[Natural-language object grounding data]
******

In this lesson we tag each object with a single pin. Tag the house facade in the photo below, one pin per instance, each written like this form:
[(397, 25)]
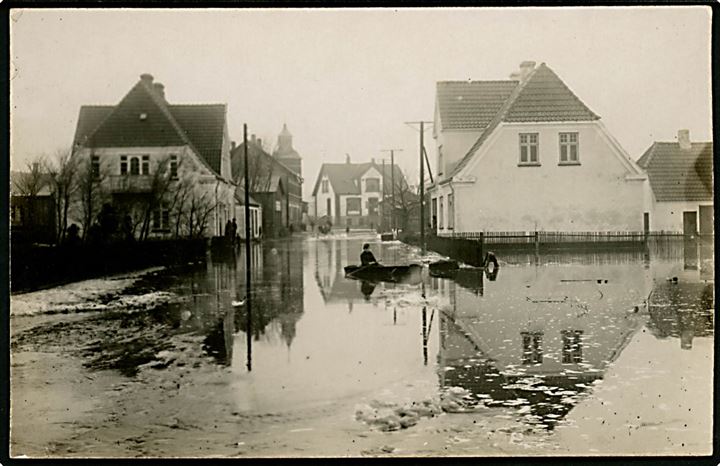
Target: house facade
[(350, 194), (528, 155), (173, 160), (276, 187), (678, 194)]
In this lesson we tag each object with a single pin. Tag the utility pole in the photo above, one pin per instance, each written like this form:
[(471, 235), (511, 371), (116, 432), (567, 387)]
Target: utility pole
[(422, 182), (248, 291), (392, 182)]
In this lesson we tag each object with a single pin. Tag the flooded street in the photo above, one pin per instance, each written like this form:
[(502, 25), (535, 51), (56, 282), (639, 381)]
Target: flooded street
[(566, 354)]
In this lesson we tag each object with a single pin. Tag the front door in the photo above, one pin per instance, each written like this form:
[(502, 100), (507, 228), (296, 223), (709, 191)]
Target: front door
[(690, 223), (706, 220)]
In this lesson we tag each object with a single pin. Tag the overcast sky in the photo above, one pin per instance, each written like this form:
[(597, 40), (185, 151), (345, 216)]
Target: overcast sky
[(345, 81)]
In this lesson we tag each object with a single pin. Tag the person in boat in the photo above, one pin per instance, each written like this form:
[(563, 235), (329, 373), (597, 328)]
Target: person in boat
[(367, 257)]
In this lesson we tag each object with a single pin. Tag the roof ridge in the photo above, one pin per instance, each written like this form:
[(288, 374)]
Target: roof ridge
[(499, 116)]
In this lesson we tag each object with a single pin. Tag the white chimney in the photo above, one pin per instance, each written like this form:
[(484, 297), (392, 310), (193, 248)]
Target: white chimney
[(525, 68), (684, 139)]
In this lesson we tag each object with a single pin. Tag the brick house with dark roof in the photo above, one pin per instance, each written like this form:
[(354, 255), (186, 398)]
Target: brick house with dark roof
[(131, 140), (679, 190), (350, 194), (527, 154), (277, 188)]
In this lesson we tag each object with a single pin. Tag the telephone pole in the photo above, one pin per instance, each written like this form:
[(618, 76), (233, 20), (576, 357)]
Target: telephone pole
[(392, 183), (422, 181)]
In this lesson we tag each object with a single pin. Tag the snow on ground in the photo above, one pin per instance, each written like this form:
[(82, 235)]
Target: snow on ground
[(86, 296)]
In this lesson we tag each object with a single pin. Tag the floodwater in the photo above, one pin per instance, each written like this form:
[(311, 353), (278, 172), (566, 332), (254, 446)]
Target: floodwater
[(575, 354)]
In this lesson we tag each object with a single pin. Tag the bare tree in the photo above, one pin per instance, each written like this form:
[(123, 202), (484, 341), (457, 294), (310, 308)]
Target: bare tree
[(63, 174), (90, 177)]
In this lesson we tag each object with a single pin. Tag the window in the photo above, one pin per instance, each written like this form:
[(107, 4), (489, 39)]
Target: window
[(95, 166), (572, 346), (532, 347), (353, 206), (529, 149), (442, 214), (134, 166), (441, 162), (372, 185), (569, 152), (434, 213), (161, 218), (173, 167), (373, 206)]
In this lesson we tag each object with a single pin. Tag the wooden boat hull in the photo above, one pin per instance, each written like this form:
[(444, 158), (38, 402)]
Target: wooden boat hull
[(383, 273)]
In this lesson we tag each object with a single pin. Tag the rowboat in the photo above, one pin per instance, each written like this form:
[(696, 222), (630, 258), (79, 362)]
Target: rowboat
[(382, 273)]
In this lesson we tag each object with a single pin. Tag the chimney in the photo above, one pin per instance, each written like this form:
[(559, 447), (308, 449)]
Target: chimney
[(684, 139), (525, 68), (159, 89)]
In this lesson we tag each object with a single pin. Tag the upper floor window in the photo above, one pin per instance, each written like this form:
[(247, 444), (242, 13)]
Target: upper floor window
[(569, 151), (442, 214), (529, 149), (353, 206), (372, 185), (95, 166), (173, 167), (134, 166), (441, 161)]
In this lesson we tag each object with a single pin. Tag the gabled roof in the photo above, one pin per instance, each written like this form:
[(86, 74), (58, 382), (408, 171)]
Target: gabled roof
[(541, 97), (471, 104), (678, 174), (255, 152), (345, 177), (199, 126)]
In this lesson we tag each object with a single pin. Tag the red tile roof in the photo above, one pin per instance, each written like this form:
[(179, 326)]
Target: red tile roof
[(345, 177), (678, 174), (471, 104), (542, 96), (200, 126)]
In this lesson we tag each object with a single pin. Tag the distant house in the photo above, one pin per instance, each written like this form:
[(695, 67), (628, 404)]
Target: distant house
[(275, 186), (527, 154), (143, 139), (32, 208), (679, 190), (349, 194)]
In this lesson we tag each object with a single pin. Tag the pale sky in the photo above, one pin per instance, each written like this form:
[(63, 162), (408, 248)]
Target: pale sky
[(345, 81)]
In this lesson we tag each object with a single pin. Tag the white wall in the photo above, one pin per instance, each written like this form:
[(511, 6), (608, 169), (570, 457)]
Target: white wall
[(592, 196)]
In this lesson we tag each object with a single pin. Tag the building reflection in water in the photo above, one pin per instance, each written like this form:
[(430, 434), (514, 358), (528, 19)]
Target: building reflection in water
[(277, 297), (538, 336)]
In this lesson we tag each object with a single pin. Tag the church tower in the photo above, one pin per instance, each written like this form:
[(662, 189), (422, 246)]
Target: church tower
[(285, 153)]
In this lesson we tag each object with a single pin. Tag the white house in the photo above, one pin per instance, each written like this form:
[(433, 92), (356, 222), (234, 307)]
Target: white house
[(131, 143), (526, 154), (350, 193), (679, 192)]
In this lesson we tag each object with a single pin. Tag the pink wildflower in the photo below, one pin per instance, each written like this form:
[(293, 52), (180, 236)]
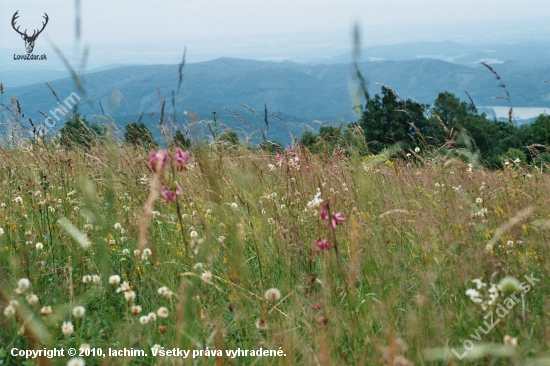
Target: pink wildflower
[(323, 244), (181, 156), (170, 195), (336, 218), (324, 212), (158, 160)]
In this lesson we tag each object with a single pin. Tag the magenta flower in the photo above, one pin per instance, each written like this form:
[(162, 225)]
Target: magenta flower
[(170, 195), (323, 244), (324, 212), (336, 218), (158, 160), (181, 156)]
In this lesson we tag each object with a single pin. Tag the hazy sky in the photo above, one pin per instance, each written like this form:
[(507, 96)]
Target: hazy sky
[(224, 24)]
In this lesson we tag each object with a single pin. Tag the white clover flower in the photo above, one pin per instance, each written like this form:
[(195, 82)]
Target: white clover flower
[(67, 328), (114, 280), (162, 312), (79, 311), (474, 295)]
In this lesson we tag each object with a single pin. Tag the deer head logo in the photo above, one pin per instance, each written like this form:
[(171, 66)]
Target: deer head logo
[(29, 40)]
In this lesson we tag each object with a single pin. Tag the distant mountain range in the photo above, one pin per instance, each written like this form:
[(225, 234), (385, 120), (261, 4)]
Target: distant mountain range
[(295, 92)]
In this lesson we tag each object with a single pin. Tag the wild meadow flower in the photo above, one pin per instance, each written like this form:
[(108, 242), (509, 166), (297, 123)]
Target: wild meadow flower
[(181, 157), (32, 299), (114, 280), (164, 291), (96, 280), (162, 312), (46, 310), (79, 311), (170, 195), (272, 294), (206, 276), (67, 328), (124, 287), (261, 324), (129, 295), (158, 160), (323, 244), (135, 309), (474, 295), (9, 311)]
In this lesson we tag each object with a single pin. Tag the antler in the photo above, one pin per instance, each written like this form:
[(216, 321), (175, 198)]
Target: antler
[(34, 35), (15, 16)]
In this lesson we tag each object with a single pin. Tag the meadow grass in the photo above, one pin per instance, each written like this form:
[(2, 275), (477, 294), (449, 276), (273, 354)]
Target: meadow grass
[(391, 290)]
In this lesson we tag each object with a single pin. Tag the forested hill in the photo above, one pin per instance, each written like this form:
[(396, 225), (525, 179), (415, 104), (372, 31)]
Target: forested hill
[(299, 91)]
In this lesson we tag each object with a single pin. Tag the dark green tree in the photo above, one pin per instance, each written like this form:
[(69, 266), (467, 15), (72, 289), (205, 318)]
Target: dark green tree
[(388, 120), (137, 133), (78, 131), (230, 137), (181, 140)]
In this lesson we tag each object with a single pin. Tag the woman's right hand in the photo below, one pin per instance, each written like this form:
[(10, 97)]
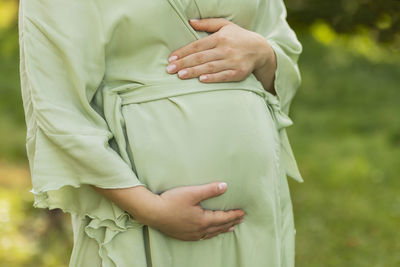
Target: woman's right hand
[(179, 214)]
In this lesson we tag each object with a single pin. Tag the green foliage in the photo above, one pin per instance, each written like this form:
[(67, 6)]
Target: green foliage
[(347, 142), (346, 138), (380, 17)]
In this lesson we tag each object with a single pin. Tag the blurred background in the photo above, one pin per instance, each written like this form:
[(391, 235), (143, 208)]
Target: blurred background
[(346, 138)]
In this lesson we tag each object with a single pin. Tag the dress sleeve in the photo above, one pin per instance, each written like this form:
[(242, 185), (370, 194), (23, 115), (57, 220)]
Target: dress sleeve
[(62, 65), (272, 24)]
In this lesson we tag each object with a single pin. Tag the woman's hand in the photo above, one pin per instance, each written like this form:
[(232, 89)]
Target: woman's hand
[(180, 215), (230, 53)]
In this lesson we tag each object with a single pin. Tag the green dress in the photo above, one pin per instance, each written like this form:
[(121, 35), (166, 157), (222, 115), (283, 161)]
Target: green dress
[(101, 110)]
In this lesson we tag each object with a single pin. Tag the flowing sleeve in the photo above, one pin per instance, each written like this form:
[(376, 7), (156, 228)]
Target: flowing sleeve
[(62, 65), (271, 23)]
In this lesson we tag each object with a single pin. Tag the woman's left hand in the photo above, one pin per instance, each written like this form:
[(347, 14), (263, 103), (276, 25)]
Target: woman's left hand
[(230, 53)]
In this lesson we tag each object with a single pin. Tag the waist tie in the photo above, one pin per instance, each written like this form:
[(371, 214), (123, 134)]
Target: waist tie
[(115, 98)]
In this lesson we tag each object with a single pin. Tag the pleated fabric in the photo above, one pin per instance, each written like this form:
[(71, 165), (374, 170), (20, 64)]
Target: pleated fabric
[(101, 110)]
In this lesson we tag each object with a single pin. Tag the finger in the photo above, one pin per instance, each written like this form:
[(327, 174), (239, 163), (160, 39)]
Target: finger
[(209, 24), (197, 59), (204, 43), (229, 75), (202, 192), (219, 217), (206, 68)]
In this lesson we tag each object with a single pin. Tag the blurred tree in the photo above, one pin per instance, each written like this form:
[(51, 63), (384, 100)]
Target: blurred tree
[(380, 17)]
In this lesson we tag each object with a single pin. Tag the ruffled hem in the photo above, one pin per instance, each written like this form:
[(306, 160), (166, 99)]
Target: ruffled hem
[(107, 220)]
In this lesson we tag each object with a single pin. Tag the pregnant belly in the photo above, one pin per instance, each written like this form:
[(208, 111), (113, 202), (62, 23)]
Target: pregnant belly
[(193, 139)]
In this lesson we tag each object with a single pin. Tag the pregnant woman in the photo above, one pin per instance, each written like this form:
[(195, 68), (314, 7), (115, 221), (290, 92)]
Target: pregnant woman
[(157, 167)]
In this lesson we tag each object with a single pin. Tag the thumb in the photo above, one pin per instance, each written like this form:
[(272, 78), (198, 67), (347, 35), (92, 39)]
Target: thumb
[(202, 192), (208, 24)]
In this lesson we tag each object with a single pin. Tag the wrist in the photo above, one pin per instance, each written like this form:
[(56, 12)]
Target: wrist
[(265, 54), (144, 206)]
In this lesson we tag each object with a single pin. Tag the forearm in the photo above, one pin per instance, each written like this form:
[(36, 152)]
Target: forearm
[(137, 201), (266, 72)]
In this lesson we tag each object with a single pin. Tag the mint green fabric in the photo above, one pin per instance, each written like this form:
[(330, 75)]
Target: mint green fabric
[(101, 110)]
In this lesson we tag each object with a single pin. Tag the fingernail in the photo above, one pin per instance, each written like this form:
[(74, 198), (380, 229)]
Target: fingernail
[(222, 186), (171, 67), (172, 58), (203, 77), (182, 73)]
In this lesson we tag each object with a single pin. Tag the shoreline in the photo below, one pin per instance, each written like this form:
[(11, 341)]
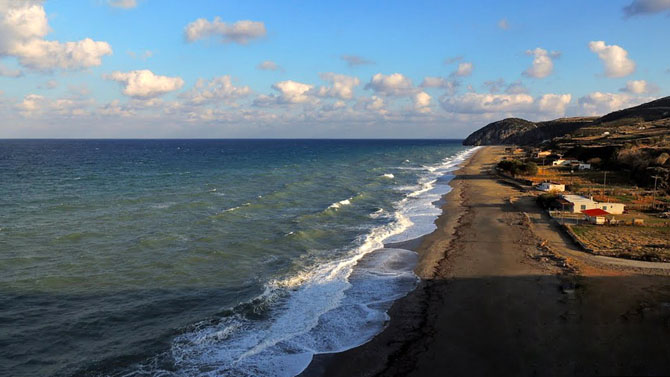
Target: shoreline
[(503, 293), (429, 248)]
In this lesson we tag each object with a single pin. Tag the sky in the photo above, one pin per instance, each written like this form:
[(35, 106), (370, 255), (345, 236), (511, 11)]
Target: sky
[(321, 69)]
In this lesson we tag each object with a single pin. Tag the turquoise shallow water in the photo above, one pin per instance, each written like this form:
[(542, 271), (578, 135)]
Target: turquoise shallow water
[(204, 257)]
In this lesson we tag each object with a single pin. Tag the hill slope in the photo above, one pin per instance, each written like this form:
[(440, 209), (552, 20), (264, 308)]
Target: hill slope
[(522, 132)]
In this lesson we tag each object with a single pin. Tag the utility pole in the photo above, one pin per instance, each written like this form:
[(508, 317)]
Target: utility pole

******

▶ _Directions_
Write out exactly the opening lines of the data, stopping after the line that holds "[(354, 255), (186, 398)]". Exclude pictures.

▶ _Your response_
In this lesson we tag each object with a single pin. Tag the house facade in the photo below, one pin per instance, each written like this form:
[(397, 25)]
Target: house facade
[(350, 194), (528, 155), (173, 160), (276, 187), (678, 194)]
In this lesson we tag each object with a single pin. Tag the utility pole in the photo above, one pin per instance, each written like this form:
[(471, 235), (511, 371), (116, 432), (567, 387)]
Target: utility pole
[(422, 182), (248, 291), (392, 182)]
In this lesson we tag each object with a single pin. Tag the flooded street in the photo above, one pin per instance, each written like this form:
[(502, 25), (535, 51), (56, 282), (639, 381)]
Target: flooded street
[(566, 354)]
In this lesson we tag each object with a single pin. Tag the front door in the photo above, one pin per instance, each written like this form:
[(502, 100), (507, 228), (296, 223), (709, 191)]
Target: front door
[(690, 223), (706, 220)]
In this lesson we tag each object with a single pin. Tag the overcast sky in the photo above, one pin per instance, each written like this form:
[(597, 40), (185, 151), (345, 216)]
Target: overcast sky
[(345, 81)]
In this lesson we tag each object with a single pin. Tag the person in boat in the photo above, one pin per instance, each written like this form:
[(563, 235), (329, 373), (597, 328)]
Target: person in boat
[(367, 257)]
In this lesson we tag each object with a single pin. Tag the roof ridge in the photo above, one pin per instance, each written like this form:
[(288, 374)]
Target: roof ridge
[(499, 116)]
In this lesson we tag each object with a single pin. Tag the white chimney in the photo above, one pin per instance, each written like this form:
[(484, 297), (392, 310), (193, 248)]
Target: white chimney
[(525, 68), (684, 139)]
In this lesson we tag each object with a single pin. Tag the brick house with dark roof in the photo above, one pin per instance, each written like this form:
[(354, 255), (186, 398)]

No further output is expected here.